>>

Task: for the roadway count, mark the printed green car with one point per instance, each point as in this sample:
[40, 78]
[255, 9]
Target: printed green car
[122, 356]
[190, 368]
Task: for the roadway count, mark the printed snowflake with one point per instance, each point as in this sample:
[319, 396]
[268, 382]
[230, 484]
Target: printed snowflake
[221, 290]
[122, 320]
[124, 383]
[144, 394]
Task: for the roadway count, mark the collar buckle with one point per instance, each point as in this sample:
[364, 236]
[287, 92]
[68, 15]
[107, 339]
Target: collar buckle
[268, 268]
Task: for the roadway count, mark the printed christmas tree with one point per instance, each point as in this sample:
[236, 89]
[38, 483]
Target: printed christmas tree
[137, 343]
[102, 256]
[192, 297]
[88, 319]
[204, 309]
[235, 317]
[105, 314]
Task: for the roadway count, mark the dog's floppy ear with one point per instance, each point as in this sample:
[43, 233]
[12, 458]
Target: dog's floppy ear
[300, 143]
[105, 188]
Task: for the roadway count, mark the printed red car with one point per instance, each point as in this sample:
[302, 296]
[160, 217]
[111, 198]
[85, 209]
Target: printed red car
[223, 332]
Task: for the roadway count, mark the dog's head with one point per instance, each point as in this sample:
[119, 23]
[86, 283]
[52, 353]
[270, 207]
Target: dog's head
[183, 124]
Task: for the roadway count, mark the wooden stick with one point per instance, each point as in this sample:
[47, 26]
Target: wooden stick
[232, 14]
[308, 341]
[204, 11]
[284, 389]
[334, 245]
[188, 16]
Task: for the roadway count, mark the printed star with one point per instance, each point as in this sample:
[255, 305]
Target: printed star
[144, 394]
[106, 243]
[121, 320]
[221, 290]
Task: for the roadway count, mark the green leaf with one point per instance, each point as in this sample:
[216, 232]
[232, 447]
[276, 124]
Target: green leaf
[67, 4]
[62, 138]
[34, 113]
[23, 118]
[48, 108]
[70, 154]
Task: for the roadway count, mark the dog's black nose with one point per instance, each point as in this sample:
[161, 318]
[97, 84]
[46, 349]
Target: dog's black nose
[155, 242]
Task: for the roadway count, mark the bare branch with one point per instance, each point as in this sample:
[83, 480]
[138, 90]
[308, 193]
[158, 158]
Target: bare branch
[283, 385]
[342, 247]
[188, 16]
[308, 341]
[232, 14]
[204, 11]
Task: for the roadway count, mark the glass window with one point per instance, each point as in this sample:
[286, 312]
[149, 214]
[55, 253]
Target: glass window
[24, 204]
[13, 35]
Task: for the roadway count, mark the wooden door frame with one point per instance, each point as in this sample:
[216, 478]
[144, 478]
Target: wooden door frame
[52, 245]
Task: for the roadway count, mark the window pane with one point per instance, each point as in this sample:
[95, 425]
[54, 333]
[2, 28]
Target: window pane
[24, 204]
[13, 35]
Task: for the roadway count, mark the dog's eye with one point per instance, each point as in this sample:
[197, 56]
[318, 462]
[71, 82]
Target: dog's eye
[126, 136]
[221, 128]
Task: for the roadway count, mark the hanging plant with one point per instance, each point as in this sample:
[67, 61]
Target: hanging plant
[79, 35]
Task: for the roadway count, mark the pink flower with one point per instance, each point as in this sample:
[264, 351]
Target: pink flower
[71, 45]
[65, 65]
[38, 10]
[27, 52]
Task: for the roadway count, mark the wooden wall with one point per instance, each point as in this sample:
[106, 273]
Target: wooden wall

<<
>>

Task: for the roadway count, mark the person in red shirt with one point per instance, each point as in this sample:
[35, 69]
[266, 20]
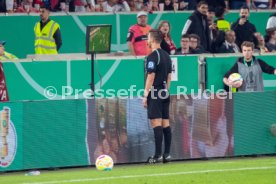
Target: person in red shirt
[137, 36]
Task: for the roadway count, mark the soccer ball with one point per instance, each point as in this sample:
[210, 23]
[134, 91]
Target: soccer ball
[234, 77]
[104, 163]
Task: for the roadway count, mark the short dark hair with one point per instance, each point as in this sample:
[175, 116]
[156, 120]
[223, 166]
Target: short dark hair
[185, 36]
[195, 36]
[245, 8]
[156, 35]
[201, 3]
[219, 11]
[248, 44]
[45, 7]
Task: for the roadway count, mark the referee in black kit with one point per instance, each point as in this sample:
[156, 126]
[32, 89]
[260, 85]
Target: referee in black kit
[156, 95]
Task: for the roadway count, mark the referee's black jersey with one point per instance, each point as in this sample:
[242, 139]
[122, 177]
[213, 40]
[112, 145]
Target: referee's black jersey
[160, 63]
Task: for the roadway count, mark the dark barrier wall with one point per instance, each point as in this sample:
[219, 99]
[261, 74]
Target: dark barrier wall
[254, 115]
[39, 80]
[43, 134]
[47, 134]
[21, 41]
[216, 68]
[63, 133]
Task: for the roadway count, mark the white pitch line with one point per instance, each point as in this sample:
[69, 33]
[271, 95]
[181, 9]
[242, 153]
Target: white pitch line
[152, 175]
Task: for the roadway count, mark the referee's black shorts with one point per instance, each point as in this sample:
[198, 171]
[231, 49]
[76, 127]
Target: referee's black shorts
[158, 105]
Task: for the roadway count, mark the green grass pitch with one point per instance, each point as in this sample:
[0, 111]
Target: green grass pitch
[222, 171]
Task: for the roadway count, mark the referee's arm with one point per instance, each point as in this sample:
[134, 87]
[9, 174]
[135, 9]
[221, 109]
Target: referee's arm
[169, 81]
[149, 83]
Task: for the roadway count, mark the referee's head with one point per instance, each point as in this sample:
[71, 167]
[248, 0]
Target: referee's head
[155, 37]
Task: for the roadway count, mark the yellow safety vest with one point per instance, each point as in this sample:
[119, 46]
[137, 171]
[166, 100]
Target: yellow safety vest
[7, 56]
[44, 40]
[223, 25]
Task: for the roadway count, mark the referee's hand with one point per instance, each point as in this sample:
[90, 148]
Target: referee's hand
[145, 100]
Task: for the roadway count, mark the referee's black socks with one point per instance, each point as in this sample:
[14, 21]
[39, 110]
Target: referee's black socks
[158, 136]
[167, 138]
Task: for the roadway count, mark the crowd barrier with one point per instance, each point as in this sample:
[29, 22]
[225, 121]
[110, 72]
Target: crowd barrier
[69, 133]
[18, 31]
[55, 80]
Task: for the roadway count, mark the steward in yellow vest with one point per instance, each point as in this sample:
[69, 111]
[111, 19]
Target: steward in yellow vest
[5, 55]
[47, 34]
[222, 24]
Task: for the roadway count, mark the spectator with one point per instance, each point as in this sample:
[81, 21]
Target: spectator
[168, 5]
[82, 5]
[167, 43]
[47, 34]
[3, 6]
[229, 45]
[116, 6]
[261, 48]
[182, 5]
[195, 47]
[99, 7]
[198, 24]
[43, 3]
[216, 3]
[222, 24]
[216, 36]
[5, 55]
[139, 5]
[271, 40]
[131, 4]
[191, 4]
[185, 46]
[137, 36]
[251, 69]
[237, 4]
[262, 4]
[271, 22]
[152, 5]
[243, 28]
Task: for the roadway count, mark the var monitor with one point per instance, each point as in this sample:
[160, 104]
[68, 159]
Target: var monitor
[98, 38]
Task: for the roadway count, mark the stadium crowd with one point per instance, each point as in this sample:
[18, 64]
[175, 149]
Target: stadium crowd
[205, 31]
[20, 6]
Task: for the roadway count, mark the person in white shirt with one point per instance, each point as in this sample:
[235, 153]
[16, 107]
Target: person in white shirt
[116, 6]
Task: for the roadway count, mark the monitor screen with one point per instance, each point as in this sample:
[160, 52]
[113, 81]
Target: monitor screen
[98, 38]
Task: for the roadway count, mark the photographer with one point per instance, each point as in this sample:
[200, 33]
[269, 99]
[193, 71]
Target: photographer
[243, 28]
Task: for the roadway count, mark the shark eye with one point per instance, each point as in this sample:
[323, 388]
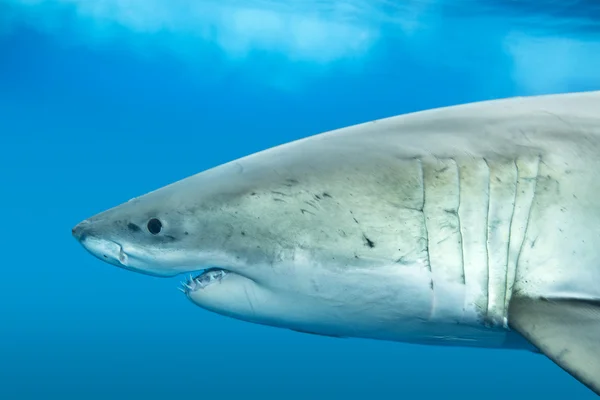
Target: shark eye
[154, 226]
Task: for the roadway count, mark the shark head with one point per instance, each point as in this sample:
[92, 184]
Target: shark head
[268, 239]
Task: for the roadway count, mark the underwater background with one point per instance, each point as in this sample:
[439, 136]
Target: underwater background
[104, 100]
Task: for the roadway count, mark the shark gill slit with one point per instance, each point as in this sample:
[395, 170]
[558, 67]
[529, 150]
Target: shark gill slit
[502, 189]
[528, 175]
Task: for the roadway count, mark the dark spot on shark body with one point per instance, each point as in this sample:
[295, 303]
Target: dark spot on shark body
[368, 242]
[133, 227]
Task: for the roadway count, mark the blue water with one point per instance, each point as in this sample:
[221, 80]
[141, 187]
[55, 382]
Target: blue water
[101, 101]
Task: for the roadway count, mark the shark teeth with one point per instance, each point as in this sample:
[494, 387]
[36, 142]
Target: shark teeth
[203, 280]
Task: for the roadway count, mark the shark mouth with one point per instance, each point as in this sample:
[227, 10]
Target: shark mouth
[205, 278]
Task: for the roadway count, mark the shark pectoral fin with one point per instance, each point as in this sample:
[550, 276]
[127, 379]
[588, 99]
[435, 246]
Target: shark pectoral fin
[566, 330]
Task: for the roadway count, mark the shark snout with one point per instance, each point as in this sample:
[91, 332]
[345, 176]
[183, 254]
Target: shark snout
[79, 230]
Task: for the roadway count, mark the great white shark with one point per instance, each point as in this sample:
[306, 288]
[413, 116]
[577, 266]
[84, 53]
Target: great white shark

<<

_Instructions to follow_.
Pull out each line of the entries above that contains the word "mouth". Case counts.

_Answer in full_.
Task: for the roadway count, mark the shark mouth with one point per instance, each point as in this sample:
Target: shark mouth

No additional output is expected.